Excerpted records from a collection
※ ※ ※
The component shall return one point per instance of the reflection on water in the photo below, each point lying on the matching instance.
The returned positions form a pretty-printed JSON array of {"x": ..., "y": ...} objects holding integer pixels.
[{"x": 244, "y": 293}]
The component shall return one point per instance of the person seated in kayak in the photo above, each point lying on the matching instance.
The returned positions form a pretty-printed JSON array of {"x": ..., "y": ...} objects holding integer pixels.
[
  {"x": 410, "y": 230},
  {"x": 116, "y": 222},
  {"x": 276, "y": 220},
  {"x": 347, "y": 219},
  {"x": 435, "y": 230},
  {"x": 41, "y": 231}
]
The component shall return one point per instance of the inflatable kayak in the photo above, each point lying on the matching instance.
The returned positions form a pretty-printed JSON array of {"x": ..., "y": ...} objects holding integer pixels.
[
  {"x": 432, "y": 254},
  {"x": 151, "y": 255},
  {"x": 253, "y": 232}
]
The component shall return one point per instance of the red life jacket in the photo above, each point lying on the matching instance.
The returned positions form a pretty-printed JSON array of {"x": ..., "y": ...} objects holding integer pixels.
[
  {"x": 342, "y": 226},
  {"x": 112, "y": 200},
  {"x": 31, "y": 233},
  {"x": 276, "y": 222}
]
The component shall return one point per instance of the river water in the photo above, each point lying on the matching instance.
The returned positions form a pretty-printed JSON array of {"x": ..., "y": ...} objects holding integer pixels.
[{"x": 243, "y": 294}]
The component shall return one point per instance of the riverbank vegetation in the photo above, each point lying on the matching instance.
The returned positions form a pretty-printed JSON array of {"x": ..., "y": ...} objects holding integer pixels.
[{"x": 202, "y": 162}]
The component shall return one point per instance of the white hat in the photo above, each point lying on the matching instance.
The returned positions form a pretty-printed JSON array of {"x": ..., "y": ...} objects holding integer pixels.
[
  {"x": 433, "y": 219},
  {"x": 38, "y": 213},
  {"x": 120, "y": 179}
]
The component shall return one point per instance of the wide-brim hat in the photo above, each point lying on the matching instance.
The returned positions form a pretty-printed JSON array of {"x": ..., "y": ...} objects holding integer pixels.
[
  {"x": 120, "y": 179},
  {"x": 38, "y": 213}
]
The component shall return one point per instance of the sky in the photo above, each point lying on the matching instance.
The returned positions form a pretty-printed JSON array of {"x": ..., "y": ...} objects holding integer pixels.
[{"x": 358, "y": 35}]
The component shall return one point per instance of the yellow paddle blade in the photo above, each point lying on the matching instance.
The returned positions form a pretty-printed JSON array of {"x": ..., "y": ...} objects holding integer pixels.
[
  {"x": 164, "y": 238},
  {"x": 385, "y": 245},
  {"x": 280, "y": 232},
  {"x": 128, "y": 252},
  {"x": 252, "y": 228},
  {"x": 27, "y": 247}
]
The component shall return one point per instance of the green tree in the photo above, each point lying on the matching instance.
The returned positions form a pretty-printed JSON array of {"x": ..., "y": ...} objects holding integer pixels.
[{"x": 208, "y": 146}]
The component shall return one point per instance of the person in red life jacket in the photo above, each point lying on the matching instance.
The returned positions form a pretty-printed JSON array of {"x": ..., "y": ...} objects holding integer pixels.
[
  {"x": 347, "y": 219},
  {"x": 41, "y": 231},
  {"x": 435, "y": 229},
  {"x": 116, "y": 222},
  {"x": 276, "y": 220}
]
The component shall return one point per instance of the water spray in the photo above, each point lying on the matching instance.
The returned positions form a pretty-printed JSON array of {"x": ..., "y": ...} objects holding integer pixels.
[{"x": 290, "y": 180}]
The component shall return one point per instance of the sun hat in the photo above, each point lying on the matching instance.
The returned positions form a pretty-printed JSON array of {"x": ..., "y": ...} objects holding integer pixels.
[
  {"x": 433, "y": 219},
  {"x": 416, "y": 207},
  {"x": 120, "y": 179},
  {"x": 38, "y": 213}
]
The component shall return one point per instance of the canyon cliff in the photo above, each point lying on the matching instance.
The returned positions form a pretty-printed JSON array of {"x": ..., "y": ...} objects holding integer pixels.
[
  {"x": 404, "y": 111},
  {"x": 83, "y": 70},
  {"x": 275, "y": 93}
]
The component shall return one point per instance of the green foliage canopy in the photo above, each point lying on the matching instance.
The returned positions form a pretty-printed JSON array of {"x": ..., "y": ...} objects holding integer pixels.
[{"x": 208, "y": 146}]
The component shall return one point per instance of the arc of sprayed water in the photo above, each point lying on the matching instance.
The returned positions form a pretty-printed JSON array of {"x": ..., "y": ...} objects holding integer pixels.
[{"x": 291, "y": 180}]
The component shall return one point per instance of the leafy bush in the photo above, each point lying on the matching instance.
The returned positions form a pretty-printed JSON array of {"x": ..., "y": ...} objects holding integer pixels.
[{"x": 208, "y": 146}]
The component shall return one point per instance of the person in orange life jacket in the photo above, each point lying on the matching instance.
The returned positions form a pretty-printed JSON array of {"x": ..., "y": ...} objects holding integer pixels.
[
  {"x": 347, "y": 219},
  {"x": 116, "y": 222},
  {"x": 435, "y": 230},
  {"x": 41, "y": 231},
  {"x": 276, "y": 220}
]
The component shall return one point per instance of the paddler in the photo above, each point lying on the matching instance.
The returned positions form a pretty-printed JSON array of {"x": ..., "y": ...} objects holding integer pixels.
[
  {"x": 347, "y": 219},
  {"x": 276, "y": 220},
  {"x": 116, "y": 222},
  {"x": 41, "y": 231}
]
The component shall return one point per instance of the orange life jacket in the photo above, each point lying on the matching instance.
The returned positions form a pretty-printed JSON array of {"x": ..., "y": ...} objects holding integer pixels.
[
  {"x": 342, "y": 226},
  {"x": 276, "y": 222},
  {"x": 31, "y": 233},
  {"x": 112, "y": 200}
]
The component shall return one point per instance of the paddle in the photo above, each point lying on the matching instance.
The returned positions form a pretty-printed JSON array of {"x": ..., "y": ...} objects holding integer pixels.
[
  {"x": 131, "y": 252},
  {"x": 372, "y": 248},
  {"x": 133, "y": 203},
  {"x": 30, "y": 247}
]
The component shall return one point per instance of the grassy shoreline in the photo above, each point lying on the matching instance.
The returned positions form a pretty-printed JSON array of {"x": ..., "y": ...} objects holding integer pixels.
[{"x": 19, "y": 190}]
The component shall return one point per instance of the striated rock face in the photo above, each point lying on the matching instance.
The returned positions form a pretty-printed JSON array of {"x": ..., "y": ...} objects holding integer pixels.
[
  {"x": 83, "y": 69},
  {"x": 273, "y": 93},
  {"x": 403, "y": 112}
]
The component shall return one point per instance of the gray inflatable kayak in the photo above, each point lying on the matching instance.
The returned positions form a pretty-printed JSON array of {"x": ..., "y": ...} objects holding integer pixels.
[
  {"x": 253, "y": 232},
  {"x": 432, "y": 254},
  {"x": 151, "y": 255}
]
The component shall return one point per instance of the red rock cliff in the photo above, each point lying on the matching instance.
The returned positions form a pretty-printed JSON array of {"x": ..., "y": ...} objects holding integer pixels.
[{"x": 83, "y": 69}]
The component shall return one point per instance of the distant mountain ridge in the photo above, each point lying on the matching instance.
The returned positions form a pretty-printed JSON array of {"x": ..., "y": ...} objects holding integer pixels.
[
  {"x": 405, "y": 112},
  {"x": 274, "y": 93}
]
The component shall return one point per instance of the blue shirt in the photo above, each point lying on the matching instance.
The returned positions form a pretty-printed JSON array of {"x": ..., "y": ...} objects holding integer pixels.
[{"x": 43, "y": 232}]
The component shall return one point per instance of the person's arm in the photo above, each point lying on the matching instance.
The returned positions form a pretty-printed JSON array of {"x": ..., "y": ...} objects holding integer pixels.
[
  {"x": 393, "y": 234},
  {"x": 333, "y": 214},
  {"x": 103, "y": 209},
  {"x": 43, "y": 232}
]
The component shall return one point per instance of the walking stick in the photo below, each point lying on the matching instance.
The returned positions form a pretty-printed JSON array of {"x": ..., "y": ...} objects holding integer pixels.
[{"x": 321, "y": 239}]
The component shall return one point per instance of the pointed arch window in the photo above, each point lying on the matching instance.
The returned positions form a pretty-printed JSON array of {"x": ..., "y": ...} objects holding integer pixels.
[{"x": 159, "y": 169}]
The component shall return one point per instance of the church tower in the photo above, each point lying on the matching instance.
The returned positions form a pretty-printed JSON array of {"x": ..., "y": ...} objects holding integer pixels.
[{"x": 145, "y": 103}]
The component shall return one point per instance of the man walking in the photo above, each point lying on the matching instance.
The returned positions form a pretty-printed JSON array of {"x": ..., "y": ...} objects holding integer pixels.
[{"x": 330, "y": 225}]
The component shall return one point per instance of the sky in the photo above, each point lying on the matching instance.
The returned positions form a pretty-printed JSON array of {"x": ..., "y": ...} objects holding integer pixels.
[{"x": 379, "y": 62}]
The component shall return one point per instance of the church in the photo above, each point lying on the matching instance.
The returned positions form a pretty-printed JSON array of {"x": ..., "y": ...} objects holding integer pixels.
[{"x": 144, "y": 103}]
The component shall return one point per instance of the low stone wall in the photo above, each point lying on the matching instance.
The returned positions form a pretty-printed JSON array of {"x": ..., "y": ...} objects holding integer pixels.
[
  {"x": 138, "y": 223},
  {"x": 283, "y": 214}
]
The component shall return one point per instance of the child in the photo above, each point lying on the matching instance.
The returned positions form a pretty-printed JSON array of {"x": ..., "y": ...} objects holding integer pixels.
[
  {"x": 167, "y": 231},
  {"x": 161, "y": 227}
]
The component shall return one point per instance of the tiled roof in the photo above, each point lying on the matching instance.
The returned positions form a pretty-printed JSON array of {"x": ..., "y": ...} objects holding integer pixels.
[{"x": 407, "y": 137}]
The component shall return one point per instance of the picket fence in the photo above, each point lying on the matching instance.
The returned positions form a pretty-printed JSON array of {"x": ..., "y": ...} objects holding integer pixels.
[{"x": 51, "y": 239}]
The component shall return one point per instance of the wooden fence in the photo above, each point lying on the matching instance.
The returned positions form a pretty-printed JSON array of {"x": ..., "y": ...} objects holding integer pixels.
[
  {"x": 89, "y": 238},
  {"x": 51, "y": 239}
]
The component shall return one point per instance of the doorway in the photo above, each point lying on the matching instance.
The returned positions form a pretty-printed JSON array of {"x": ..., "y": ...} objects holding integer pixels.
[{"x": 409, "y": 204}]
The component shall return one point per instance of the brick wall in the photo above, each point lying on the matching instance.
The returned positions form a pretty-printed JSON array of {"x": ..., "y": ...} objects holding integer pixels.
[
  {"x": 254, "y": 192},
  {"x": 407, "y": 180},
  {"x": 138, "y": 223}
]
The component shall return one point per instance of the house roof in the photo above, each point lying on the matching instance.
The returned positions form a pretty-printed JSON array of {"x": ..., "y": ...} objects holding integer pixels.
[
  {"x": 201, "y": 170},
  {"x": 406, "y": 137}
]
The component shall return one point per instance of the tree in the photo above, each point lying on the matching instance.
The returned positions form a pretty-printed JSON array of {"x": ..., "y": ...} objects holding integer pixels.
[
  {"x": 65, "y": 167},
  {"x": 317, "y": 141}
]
※ ※ ※
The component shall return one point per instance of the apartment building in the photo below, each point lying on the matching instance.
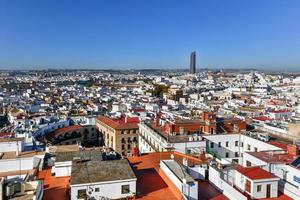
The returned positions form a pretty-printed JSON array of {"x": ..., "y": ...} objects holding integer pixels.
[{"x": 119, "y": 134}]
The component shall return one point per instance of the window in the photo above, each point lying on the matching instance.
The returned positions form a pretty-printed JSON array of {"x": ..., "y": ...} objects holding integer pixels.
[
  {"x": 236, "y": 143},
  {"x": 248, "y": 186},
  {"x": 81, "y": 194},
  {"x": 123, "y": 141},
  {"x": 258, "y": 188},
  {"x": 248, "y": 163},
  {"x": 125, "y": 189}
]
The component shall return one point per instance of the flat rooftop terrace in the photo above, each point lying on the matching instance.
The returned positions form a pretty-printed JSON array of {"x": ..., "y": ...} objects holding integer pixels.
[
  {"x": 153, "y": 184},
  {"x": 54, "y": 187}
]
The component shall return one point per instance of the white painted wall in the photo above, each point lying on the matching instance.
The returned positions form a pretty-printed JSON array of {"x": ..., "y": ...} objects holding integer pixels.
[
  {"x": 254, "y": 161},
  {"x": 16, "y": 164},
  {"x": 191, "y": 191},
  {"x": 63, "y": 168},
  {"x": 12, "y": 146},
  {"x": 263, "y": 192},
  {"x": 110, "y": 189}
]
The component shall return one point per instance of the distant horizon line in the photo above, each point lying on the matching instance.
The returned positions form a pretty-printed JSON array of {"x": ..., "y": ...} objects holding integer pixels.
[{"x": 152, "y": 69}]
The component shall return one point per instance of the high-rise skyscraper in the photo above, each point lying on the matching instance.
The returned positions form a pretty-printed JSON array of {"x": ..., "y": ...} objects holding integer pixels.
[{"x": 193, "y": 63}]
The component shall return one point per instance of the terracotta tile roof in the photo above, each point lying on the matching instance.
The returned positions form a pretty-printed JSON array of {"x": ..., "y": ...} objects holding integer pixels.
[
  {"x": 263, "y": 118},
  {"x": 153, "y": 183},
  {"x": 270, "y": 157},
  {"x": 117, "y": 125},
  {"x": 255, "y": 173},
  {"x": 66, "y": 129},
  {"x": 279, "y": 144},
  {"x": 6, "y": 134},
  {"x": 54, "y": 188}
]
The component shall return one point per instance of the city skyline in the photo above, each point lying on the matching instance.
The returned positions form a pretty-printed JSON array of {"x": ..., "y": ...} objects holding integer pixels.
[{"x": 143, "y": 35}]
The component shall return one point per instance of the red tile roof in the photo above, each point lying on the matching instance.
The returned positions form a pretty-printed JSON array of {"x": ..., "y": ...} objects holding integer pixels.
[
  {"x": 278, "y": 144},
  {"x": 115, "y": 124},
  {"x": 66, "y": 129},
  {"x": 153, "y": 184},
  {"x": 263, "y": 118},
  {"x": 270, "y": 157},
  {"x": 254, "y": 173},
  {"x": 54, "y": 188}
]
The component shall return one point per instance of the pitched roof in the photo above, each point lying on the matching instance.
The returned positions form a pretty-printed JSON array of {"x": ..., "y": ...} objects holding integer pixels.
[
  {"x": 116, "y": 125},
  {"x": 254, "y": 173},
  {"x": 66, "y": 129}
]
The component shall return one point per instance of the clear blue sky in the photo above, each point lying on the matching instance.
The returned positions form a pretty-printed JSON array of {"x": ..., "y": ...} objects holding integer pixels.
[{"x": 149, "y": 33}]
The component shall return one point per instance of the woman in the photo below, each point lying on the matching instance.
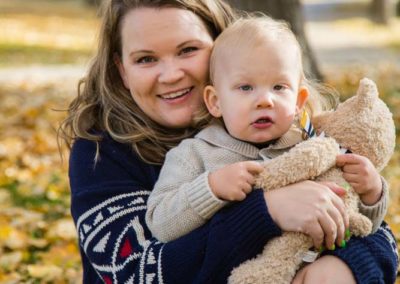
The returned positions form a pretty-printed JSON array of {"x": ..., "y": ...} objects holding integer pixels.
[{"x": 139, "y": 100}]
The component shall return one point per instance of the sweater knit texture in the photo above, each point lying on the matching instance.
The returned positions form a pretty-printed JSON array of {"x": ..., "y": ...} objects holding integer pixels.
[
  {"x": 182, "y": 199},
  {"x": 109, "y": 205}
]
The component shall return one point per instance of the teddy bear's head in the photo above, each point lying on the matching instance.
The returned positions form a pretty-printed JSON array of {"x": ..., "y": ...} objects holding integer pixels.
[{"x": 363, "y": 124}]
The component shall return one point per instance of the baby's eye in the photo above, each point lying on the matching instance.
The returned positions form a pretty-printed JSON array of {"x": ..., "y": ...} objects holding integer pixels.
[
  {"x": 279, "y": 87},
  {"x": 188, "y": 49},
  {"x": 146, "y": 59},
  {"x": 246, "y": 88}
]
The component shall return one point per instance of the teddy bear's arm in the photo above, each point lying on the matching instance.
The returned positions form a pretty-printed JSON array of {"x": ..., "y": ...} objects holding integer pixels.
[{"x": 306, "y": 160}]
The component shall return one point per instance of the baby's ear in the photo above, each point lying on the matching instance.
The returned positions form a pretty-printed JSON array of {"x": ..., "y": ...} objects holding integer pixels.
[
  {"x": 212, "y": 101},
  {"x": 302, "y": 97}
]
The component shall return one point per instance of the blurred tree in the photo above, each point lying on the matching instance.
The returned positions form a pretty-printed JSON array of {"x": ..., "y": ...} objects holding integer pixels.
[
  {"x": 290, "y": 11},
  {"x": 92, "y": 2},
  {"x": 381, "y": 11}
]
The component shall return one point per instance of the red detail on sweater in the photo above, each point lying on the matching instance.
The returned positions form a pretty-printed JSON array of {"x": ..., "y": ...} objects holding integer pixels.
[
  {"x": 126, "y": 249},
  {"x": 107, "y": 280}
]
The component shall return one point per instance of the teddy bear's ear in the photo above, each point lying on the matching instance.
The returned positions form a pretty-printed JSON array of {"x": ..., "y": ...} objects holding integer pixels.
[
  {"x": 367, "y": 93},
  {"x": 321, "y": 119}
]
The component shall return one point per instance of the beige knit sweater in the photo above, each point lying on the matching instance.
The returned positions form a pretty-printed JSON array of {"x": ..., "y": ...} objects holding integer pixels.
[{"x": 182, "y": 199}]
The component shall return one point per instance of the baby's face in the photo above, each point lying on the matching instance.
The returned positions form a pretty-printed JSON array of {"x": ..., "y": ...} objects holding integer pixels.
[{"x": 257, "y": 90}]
※ ※ ※
▸ WHAT YOU SHOULD DO
How many lines of the material contain the string "blue"? Treat case as significant, and reply with the number alone.

▸ RESULT OF THE EXERCISE
2